> **Passage**
>> Begin

[EM] Score from Rankings
Kevin Venzke
stepjak at yahoo.fr
Wed May 4 13:16:28 PDT 2022
Hi Forest, you could start with a 1v1 and toss in noise candidates who can beat only one of them:
26 D>A
23 A
27 C>B
24 B
Kevin
(end)
Le mercredi 4 mai 2022, 11:33:38 UTC−5, Forest Simmons <forest.simmons21 at gmail.com> a écrit :
I just realized that whenever the Smith set has three members, the member ranked between the other two is (by this new method) a cutoff between the two extremes. So in this case, the middle category "Mid" does not get used at all.
In particular, all seven of Kevin's test cases are reduced to ordinary Approval by this DSV method.
Are there any three slot examples with four member Smith sets for us to test?
-Forest
El mar., 3 de may. de 2022 2:47 p. m., Forest Simmons <forest.simmons21 at gmail.com> escribió:
> How to automatically convert ranked ballot sets into score ballot sets.
>
> This automatic conversion has been attempted in the past under the heading of Designated Strategy Voting (DSV) ... with mixed results ... not anything to write home about.
>
> A very crude attempt was Borda's rank scoring system, which is sometimes used in scoring team sports tournaments, for example.
>
> A new approach is based on two basic facts that are becoming more and more obvious:
>
> 1. It is easy to convert sets of ranked choice ballots to three-slot ballots in a monotonic, clone-free, decisive way.

>> End

> **Written exercise 1**
Answer these from the thread on converting ranked ballots to score ballots:
(a) How many of Kevin's test cases does Forest say the DSV method reduces to ordinary Approval?
(b) Which scoring system does the earliest message call a very crude attempt?
(c) What kind of candidates does Kevin suggest adding to a 1v1?
> **Written exercise 2**
Please extend the thread on converting ranked ballots to score ballots, picking up right after its last line.

Excerpts of pointing data
>> Begin

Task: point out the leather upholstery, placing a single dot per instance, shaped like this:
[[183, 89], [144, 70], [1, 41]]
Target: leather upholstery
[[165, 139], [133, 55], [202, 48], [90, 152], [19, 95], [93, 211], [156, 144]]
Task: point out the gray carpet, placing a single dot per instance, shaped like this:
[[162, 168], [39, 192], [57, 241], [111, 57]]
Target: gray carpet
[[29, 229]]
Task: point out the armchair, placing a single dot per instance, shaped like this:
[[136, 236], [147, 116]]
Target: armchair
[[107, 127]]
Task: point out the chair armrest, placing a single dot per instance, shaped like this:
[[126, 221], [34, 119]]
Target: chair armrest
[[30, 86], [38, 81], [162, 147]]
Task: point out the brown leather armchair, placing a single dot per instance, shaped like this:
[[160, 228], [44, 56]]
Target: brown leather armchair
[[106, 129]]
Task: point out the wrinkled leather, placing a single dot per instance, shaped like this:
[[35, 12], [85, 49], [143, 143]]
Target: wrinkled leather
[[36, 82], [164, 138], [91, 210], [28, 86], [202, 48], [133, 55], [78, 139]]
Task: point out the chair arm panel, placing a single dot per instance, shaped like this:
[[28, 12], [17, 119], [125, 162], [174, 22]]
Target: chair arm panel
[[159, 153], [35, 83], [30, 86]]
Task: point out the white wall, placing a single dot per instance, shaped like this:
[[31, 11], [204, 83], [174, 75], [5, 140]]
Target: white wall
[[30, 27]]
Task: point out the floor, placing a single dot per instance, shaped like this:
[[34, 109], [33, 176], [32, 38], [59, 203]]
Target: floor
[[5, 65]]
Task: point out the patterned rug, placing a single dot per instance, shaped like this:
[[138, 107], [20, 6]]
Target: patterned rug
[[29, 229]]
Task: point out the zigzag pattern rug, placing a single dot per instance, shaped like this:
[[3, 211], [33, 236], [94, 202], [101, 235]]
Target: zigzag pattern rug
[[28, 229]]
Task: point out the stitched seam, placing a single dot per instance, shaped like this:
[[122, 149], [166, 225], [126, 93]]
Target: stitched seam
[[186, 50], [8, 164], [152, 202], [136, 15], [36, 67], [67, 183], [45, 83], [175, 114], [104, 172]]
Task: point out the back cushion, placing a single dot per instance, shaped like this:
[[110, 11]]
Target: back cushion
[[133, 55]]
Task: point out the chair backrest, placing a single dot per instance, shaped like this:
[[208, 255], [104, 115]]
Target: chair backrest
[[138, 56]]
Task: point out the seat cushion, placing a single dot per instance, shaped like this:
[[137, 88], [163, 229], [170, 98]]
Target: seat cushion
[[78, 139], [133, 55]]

>> End
>> Begin

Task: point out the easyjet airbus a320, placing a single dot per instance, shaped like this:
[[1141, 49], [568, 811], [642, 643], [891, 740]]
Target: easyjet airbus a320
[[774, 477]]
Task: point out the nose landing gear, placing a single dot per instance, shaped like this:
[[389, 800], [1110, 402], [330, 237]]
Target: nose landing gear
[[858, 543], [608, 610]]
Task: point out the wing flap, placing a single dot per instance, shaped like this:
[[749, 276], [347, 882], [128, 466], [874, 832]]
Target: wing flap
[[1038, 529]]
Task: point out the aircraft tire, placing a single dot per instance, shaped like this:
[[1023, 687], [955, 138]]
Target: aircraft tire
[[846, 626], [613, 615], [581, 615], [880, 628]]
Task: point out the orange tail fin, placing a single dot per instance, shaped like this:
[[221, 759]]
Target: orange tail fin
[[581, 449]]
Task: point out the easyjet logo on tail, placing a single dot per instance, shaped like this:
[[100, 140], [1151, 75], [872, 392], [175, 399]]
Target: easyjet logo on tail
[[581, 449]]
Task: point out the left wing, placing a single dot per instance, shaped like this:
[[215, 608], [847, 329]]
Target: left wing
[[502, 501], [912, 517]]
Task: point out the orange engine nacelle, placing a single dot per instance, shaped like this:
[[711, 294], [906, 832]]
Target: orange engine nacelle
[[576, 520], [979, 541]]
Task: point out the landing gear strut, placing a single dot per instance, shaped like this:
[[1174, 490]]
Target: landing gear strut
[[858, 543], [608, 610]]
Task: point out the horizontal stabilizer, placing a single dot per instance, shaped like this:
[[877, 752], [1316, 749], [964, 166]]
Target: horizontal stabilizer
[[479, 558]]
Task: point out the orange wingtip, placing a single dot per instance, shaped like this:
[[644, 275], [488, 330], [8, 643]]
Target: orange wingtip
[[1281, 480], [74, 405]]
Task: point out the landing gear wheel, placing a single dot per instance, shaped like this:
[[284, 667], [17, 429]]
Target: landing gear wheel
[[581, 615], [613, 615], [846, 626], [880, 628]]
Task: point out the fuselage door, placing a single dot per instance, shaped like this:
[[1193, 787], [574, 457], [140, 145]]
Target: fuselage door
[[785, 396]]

>> End

> **Response 1**
(a) All seven.
(b) Borda's rank scoring system.
(c) Noise candidates who can beat only one of them.

> **Response 2**
>
> 2. There are many good monotonic, clone free, decisive ways of scoring three-slot ballots.
>
> In this message we will concentrate on the first fact, since it is the most recent major advancement in this topic. [Everybody and their dog has their favorite solution to the second of these two steps.
>
> I repeat the first step from the forwarded message that generically denominates the three respective slots Top, Middle, and Bottom, for want of better nomenclature:
>
> First generate a table of pairwise defeats to consult while making a second (final) pass through the input ballots.
>
> Then for each candidate k and each ballot B, decided whether B increments the Top, Bottom, or Mid level count of candidate k as follows:
>
> If on ballot B candidate k outranks some candidate j that defeats every candidate that outranks k, then increment the Top level count of candidate k.
>
> Else-If some candidate j ranked above k defeats every candidate that is outranked by k, then increment the Bottom level count of candidate k.
>
> Else increment the Mid level count of candidate k.
>
> End-If
>
> How has this simple procedure gone so long without discovery?
>
> The idea came to me when Rob Lanphier introduced me to "fear anchor" terminology. The candidate that defeats everybody you like better than k is an example of a fear anchor.
>
> On the other hand, the candidate that outranks k and defeats everybody outranked by k, could be called a "hope anchor."
>
> If k outranks some fear anchor, then k belongs in the Top slot.
>
> If k is out ranked by some hope anchor, then relegate k to the bottom slot.
>
> Is it possible for both?: if a hope anchor h outranks k, and a fear anchor f is outranked by k, then h defeats every candidate (such as f) that k outranks, and f defeats every candidate (such as h) that outranks k.
>
> So h defeats f, and f defeats h.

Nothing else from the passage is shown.